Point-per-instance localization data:

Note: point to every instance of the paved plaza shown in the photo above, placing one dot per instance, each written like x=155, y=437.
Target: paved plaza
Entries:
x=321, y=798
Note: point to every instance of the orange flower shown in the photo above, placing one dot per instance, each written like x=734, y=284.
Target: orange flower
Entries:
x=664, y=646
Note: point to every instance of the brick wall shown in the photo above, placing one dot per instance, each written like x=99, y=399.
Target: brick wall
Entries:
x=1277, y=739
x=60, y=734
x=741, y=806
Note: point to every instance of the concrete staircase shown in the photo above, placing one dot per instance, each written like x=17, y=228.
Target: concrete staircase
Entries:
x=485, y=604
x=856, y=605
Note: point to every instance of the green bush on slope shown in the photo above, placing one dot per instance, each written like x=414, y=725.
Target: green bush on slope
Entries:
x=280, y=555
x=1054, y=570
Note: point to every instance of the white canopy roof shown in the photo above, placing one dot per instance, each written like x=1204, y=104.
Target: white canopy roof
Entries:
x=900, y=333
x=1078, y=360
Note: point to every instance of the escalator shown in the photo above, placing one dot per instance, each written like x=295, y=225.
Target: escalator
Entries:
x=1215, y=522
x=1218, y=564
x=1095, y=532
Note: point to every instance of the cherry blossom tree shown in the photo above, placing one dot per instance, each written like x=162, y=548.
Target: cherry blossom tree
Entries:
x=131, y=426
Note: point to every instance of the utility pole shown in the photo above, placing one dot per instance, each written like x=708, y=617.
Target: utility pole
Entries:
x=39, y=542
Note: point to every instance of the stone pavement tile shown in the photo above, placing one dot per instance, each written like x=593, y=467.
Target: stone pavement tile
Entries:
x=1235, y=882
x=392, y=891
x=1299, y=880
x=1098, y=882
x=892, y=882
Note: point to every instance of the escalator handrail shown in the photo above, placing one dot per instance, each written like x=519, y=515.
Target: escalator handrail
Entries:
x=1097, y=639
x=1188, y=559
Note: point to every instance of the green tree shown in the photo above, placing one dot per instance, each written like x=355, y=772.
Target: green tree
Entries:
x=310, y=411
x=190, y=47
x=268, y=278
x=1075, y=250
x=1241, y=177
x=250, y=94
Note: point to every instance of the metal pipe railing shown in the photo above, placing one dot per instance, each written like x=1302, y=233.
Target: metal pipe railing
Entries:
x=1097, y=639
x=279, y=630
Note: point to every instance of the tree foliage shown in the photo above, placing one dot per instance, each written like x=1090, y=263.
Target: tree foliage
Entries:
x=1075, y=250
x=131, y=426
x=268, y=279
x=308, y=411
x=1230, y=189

ASSIGNED TASK:
If a line of the data holds the string "bush", list it.

WRITTEN ANSWER:
Note: point to every instance of the green bush on slope shown in the photo above, placing one dot per instance, each written like x=414, y=725.
Target: green bush on slope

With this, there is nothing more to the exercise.